- TEXT SECTION
The data was purportedly from the League Managers’ Association (LMA) and their Richard Bevan thought the matter “very concerning”. The BBC provided a chart (fair use claimed).

MgrSackingsto201503

Now, I had a couple of thoughts as soon as I saw this. Firstly, why chart only back to 2005/6? More importantly, this looked to me like a stable system of trouble (for football managers) with the possible exception of this (2014/15) season’s Championship coach turnover. Personally, I detest multiple time series on a common chart unless there is a good reason for doing so. I do not think it the best way of showing variation and/ or association.

Signal and noise

The first task of any analyst looking at data is to seek to separate signal from noise. Nate Silver made this point powerfully in his book The Signal and the Noise: The Art and Science of Prediction. As Don Wheeler put it: all data has noise; some data has signal.

Noise is typically the irregular aggregate of many causes. It is predictable in the same way as a roulette wheel. A signal is a sign of some underlying factor that has had so large an effect that it stands out from the noise. Signals can herald a fundamental unpredictability of future behaviour.

If we find a signal we look for a special cause. If we start assigning special causes to observations that are simply noise then, at best, we spend money and effort to no effect and, at worst, we aggravate the situation.

The Championship data

In any event, I wanted to look at the data for myself. I was most interested in the Championship data as that was where the BBC and LMA had been quick to find a signal. I looked on the LMA’s website and this is the latest data I found. The data only records dismissals up to 31 March of the 2014/15 season. There were 16. The data in the report gives the total number of dismissals for each preceding season back to 2005/6. The report separates out “dismissals” from “resignations” but does not say exactly how the classification was made. It can be ambiguous. A manager may well resign because he feels his club have themselves repudiated his contract, a situation known in England as constructive dismissal.

The BBC’s analysis included dismissals right up to the end of each season including 2014/15. Reading from the chart they had 20. The BBC have added some data for 2014/15 that isn’t in the LMA report and not given the source. I regard that as poor data journalism.

I found one source of further data at website The Sack Race. That told me that since the end of March there had been four terminations.

Manager Club Termination Date
Malky Mackay Wigan Athletic Sacked 6 April
Lee Clark Blackpool Resigned 9 May
Neil Redfearn Leeds United Contract expired 20 May
Steve McClaren Derby County Sacked 25 May

As far as I can tell, “dismissals” include contract non-renewals and terminations by mutual consent. There are then a further three dismissals, not four. However, Clark left Blackpool amid some corporate chaos. That is certainly a termination that is classifiable either way. In any event, I have taken the BBC figure at face value though I am alerted as to some possible data quality issues here.

Signal and noise

Looking at the Championship data, this was the process behaviour chart, plotted as an individuals chart.

MgrSackingsto201503

There is a clear signal for the 2014/15 season with an observation, 20 dismissals,, above the upper natural process limit of 19.18 dismissals. Where there is a signal we should seek a special cause. There is no guarantee that we will find a special cause. Data limitations and bounded rationality are always constraints. In fact, there is no guarantee that there was a special cause. The signal could be a false positive. Such effects cannot be eliminated. However, signals efficiently direct our limited energy for, what Daniel Kahneman calls, System 2 thinking towards the most promising enquiries.

- GIVEN ENTRIES

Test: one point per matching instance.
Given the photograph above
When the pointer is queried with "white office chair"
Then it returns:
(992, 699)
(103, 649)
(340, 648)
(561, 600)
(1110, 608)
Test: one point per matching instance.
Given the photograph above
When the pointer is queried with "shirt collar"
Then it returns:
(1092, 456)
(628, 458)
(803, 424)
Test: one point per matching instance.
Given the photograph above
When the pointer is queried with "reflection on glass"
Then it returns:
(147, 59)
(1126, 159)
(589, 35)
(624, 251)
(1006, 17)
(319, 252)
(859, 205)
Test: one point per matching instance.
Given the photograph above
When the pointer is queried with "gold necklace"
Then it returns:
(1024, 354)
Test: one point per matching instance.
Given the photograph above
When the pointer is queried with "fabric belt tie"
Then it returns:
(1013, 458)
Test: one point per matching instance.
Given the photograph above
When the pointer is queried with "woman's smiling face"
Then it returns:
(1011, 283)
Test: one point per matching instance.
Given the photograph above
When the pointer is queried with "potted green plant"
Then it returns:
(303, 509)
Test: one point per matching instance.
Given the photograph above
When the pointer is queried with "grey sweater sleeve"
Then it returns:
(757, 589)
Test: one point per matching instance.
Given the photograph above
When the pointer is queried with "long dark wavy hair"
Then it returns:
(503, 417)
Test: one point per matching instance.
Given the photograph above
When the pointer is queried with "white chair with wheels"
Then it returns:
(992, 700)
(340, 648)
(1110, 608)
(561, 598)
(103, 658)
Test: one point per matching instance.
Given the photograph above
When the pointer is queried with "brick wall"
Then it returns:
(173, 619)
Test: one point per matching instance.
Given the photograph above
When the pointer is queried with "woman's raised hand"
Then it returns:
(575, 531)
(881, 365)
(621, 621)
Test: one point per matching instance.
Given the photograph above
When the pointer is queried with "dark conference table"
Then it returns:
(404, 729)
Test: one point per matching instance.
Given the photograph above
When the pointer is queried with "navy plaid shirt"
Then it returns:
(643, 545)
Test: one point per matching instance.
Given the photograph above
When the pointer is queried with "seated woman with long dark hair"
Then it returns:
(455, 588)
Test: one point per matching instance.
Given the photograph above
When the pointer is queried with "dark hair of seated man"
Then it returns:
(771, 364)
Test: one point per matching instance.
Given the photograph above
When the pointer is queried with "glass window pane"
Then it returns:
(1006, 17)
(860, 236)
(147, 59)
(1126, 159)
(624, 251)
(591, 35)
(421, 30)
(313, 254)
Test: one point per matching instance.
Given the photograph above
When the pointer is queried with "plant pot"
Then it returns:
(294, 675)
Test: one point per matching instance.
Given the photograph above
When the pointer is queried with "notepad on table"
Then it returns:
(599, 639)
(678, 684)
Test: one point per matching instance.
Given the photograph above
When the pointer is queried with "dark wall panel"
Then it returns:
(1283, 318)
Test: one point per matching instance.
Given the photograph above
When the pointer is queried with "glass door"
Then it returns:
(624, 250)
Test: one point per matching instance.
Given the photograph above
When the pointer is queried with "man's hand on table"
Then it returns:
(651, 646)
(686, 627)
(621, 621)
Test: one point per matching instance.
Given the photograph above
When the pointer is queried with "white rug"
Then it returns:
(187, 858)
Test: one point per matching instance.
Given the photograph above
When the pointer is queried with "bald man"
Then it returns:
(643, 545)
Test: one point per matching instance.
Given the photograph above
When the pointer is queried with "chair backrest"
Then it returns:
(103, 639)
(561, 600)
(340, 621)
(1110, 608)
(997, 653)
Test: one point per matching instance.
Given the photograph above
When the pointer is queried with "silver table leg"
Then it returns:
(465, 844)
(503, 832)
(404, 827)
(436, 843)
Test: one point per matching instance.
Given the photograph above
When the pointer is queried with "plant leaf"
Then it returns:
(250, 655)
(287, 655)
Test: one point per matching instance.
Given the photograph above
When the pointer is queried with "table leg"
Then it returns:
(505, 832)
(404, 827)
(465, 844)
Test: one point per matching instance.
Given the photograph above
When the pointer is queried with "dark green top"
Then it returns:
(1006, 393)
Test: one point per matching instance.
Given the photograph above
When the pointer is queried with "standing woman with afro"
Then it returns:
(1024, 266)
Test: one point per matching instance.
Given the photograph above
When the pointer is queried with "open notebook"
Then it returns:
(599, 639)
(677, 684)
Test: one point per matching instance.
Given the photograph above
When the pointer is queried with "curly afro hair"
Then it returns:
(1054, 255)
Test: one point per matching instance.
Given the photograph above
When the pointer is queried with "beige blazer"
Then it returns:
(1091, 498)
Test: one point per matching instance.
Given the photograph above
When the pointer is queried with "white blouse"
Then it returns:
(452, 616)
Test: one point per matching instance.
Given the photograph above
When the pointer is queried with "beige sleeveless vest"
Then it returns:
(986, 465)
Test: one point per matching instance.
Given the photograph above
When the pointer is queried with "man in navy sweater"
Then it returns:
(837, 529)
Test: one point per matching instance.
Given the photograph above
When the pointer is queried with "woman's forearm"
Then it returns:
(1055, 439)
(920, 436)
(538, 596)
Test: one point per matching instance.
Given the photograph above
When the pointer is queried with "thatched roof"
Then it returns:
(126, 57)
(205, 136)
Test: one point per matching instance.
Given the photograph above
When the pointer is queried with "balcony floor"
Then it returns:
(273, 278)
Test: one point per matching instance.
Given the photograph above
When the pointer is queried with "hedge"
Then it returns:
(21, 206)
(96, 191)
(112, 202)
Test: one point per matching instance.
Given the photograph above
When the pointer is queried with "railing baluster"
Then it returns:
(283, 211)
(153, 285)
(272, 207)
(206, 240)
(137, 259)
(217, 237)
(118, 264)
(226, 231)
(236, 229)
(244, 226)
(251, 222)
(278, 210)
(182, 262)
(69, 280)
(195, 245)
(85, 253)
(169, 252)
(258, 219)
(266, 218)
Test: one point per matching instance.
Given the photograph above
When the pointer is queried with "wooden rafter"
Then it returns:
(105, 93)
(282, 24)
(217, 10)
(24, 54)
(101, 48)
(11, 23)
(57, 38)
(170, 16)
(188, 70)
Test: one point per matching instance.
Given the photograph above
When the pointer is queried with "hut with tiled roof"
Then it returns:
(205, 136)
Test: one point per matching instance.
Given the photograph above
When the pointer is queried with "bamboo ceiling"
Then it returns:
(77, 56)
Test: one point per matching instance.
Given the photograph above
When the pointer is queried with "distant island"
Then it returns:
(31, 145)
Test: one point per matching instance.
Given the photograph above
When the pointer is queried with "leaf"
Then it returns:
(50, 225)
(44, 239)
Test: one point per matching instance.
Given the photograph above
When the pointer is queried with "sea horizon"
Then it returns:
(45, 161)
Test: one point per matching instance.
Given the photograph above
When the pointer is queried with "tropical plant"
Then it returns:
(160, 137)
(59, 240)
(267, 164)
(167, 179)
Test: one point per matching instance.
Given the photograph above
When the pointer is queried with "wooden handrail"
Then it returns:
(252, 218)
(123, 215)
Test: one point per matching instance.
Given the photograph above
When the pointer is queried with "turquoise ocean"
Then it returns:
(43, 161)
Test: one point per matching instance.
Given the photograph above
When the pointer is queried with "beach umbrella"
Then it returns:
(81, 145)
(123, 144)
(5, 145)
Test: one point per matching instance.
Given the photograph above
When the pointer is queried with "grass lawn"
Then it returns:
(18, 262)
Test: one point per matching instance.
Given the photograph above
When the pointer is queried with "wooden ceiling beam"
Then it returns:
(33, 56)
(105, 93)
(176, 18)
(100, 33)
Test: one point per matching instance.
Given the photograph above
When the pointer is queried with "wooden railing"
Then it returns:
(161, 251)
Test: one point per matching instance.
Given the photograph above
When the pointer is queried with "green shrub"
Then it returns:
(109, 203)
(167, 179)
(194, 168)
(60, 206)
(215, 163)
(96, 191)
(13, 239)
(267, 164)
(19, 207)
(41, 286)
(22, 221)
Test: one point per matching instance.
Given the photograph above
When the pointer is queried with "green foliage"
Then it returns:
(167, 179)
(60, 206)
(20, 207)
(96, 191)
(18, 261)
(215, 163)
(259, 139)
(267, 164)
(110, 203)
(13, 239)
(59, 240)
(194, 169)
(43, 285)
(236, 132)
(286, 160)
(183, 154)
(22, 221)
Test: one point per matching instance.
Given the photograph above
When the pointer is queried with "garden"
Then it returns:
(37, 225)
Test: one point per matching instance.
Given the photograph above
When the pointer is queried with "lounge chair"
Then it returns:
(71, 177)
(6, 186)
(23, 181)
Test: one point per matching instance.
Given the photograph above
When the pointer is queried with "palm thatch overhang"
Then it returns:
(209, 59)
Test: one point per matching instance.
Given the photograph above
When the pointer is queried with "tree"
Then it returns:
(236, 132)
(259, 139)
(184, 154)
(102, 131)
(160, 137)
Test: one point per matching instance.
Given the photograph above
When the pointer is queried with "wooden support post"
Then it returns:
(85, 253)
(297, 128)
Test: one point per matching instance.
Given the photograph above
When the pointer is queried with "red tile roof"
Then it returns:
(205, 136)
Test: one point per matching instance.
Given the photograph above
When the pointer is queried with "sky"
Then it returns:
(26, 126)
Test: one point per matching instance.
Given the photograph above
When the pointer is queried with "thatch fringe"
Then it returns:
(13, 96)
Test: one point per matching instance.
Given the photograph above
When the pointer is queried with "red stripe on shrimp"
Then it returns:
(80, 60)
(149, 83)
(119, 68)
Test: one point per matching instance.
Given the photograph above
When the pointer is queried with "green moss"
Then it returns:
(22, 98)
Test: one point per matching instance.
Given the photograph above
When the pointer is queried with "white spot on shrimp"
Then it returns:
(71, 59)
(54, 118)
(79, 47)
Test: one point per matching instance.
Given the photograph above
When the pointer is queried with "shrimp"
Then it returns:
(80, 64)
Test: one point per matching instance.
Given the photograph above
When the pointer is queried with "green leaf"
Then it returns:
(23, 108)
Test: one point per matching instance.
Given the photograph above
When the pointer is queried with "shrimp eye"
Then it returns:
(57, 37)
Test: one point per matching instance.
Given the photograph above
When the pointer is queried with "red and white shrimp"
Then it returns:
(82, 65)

- TASK SET
a – Does each of these statements agree with the football manager dismissals text above the rows? Answer yes or no for each, quoting the words of the text that decide it. (i) The LMA report explains exactly how it classified departures as dismissals or resignations. (ii) The 2014/15 Championship figure lies above the upper natural process limit. (iii) The author declined to use the BBC's figure for 2014/15.
b – Carry on the football manager dismissals text, starting right after its last sentence.

- ANSWERS FOR THIS EXERCISE
a –
(i) No: "does not say exactly how the classification was made."
(ii) Yes: "above the upper natural process limit of 19.18 dismissals."
(iii) No: "I have taken the BBC figure at face value."

b –
Analysis

The BBC reports one narrative woven round the data.

Bevan said the current tenure of those employed in the second tier was about eight months. And the demand to reach the top flight, where a new record £5.14bn TV deal is set to begin in 2016, had led to clubs hitting the “panic button” too quickly.

It is certainly a plausible view. I compiled a list of the dismissals and non-renewals, not the resignations, with data from Wikipedia and The Sack Race. I only identified 17 which again suggests some data quality issue around classification. I have then charted a scatter plot of date of dismissal against the club’s then league position.

MgrSackings201415

It certainly looks as though risk of relegation is the major driver for dismissal. Aside from that, Watford dismissed Billy McKinlay after only two games when they were third in the league, equal on points with the top two. McKinlay had been an emergency appointment after Oscar Garcia had been compelled to resign through ill health. Watford thought they had quickly found a better manager in Slavisa Jokanovic. Watford ended the season in second place and were promoted to the Premiership.

There were two dismissals after the final game on 2 May by disappointed mid-table teams. Beyond that, the only evidence for impulsive managerial changes in pursuit of promotion is the three mid-season, mid-table dismissals.

Club league position
Manager Club On dismissal At end of season
Nigel Adkins Reading 16 19
Bob Peeters Charlton Athletic 14 12
Stuart Pearce Nottingham Forrest 12 14

A table that speaks for itself. I am not impressed by the argument that there has been the sort of increase in panic sackings that Bevan fears. Both Blackpool and Leeds experienced chaotic executive management which will have resulted in an enhanced force of mortality on their respective coaches. That along with the data quality issues and the technical matter I have described below lead me to feel that there was no great enhanced threat to the typical Championship manager in 2014/15.

Next season I would expect some regression to the mean with a lower number of dismissals. Not much of a prediction really but that’s what the data tells me. If Bevan tries to attribute that to the LMA’s activism them I fear that he will be indulging in Langian statistical analysis. Will he be able to resist?

Techie bit

I have a preference for individuals charts but I did also try plotting the data on an np-chart where I found no signal. It is trite service-course statistics that a Poisson distribution with mean λ has standard deviation √λ so an upper 3-sigma limit for a (homogeneous) Poisson process with mean 11.1 dismissals would be 21.1 dismissals. Kahneman has cogently highlighted how people tend to see patterns in data as signals even where they are typical of mere noise. In this case I am aware that the data is not atypical of a Poisson process so I am unsurprised that I failed to identify a special cause.

A Poisson process with mean 11.1 dismissals is a pretty good model going forwards and that is the basis I would press on any managers in contract negotiations.

Of course, the clubs should remember that when they look for a replacement manager they will then take a random sample from the pool of job seekers. Really!

Data and anecdote revisited – the case of the lime jellybean

JellyBellyBeans.jpgI have already blogged about the question of whether data is the plural of anecdote. Then I recently came across the following problem in the late Richard Jeffrey’s marvellous little book Subjective Probability: The Real Thing (2004, Cambridge) and it struck me as a useful template for thinking about data and anecdotes.

The problem looks like a staple of elementary statistics practice exercises.

You are drawing a jellybean from a bag in which you know half the beans are green, all the lime flavoured ones are green and the green ones are equally divided between lime and mint flavours.

You draw a green bean. Before you taste it, what is the probability that it is lime flavoured?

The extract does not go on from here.